Required work: Give the number of lines below that contain the word "reddish", and nothing else.
____________________
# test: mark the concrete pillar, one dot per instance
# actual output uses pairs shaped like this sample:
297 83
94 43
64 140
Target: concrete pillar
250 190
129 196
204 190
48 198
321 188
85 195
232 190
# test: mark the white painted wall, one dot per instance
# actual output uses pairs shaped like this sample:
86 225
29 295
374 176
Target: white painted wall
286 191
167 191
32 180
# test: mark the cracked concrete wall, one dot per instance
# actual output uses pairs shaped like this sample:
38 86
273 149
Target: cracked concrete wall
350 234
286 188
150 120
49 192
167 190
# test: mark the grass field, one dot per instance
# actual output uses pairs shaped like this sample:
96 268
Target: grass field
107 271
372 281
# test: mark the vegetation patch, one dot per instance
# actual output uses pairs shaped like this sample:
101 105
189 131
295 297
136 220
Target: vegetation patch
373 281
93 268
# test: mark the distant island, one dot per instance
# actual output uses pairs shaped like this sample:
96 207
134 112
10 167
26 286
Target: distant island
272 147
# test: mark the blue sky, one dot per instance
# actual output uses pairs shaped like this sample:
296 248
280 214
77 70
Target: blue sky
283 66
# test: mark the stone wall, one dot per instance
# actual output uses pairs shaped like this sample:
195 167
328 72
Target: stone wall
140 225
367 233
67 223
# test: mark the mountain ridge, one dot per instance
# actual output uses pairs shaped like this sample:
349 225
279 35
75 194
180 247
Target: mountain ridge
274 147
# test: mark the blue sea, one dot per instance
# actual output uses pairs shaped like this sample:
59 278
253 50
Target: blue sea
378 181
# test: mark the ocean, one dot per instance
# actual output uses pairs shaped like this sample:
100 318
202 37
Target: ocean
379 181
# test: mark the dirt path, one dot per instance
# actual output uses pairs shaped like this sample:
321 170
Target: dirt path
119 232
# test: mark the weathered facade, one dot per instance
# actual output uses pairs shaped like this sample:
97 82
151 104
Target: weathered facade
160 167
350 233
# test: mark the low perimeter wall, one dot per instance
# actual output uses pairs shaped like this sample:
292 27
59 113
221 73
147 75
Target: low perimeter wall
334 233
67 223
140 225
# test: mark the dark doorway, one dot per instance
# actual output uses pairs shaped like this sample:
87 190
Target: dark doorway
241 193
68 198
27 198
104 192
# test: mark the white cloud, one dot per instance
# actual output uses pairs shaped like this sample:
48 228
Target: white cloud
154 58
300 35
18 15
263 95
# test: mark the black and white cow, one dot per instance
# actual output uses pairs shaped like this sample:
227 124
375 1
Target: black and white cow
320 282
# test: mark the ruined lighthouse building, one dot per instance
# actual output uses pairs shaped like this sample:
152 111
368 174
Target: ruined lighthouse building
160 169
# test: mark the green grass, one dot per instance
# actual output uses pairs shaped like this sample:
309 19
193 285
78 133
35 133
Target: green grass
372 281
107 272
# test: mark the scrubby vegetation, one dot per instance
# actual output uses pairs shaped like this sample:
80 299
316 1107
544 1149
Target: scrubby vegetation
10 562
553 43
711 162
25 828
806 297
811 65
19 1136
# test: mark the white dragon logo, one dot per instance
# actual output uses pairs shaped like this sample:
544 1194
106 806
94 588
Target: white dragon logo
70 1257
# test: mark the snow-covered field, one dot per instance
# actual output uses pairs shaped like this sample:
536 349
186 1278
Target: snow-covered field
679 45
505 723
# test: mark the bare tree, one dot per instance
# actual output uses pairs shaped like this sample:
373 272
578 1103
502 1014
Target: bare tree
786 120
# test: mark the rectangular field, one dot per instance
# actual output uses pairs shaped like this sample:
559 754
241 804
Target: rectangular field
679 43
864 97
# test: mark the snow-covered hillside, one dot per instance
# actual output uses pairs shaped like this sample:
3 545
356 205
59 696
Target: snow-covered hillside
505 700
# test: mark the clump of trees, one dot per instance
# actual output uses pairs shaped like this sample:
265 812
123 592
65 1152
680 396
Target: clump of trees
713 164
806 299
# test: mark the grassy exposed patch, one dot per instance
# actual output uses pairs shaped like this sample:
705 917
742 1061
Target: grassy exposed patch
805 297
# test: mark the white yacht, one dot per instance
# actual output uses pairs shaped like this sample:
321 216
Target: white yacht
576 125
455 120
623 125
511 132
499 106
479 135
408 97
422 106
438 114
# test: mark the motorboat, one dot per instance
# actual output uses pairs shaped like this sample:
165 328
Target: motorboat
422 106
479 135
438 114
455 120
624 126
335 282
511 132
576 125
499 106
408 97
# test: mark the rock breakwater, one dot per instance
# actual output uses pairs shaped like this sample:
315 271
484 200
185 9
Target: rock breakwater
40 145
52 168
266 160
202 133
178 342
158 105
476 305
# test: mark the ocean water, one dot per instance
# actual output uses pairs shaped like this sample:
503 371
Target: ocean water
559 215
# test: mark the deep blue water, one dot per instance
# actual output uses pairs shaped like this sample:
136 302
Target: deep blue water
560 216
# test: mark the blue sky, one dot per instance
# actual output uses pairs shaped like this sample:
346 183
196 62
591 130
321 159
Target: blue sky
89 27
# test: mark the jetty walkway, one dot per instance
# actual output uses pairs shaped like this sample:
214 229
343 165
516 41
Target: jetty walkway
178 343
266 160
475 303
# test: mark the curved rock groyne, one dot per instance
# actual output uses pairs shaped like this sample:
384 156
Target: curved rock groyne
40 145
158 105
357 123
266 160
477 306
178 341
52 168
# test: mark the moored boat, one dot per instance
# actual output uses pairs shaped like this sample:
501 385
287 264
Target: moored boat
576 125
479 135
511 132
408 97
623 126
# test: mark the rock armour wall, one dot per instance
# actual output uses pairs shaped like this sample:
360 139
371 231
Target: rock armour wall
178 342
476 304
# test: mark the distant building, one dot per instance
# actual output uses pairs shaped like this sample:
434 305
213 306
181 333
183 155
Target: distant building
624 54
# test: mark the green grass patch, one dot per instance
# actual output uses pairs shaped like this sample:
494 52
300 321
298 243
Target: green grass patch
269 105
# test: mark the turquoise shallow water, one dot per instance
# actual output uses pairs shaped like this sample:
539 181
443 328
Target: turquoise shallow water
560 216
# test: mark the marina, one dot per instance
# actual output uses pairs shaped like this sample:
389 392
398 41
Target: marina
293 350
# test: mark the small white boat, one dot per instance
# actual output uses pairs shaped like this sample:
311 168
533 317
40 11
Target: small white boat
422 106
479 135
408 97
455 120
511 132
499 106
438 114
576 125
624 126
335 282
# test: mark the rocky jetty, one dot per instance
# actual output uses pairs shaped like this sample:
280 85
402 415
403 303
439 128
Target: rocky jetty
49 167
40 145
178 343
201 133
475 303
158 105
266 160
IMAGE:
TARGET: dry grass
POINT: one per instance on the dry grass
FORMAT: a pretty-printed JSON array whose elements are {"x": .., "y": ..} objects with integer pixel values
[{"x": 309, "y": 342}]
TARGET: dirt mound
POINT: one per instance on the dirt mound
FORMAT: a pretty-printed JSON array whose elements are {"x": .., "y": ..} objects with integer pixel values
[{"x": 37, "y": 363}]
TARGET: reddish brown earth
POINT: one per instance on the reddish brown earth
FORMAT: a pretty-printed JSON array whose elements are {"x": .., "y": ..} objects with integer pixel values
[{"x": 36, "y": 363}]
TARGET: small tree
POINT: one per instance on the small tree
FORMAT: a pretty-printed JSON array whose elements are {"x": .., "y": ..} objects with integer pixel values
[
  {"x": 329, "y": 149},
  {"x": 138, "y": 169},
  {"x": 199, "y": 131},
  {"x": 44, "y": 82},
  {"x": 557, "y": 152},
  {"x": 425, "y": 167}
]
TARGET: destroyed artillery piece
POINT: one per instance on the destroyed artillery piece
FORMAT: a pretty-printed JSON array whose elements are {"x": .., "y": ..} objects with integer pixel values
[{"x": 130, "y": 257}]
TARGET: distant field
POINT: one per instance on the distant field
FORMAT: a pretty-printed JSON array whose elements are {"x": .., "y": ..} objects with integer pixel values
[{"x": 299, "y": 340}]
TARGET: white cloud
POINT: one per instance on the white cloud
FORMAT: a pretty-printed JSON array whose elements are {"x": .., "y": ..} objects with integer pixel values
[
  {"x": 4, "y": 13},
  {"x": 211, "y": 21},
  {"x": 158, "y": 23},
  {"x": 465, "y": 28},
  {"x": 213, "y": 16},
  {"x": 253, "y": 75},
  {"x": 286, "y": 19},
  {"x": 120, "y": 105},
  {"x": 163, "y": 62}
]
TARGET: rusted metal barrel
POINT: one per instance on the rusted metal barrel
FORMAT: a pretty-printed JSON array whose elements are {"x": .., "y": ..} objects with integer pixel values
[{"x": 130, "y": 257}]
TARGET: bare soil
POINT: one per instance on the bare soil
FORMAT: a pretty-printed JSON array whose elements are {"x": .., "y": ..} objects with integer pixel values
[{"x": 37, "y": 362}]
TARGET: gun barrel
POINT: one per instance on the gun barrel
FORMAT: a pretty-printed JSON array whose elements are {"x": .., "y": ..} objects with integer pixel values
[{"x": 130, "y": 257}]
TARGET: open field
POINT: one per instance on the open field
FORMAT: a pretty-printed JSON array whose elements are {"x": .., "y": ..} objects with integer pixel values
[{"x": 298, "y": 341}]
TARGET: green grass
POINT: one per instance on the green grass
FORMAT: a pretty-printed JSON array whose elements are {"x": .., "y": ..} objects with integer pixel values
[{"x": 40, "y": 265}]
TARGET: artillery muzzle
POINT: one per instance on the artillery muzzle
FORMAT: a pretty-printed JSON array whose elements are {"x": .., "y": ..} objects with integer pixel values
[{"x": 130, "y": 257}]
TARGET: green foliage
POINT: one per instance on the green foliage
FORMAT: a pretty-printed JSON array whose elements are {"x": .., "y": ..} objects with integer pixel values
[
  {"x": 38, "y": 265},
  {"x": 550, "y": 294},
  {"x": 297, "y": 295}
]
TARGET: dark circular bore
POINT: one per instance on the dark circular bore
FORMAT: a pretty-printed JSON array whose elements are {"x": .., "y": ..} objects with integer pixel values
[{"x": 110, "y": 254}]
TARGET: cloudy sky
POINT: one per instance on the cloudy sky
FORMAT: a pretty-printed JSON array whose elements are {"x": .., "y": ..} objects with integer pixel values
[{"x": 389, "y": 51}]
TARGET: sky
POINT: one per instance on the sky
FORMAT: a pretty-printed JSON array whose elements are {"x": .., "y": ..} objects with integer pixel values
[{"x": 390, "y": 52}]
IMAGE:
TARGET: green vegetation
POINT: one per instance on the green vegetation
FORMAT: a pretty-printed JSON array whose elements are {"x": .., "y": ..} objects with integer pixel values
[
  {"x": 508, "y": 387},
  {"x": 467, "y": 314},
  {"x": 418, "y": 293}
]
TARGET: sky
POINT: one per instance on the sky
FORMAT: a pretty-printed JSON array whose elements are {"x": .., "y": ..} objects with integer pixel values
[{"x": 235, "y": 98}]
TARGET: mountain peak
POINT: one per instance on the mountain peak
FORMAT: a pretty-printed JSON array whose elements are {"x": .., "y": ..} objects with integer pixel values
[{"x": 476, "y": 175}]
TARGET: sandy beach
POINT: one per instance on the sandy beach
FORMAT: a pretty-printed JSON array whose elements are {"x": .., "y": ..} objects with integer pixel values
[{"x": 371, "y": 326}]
____________________
Result of this task: 2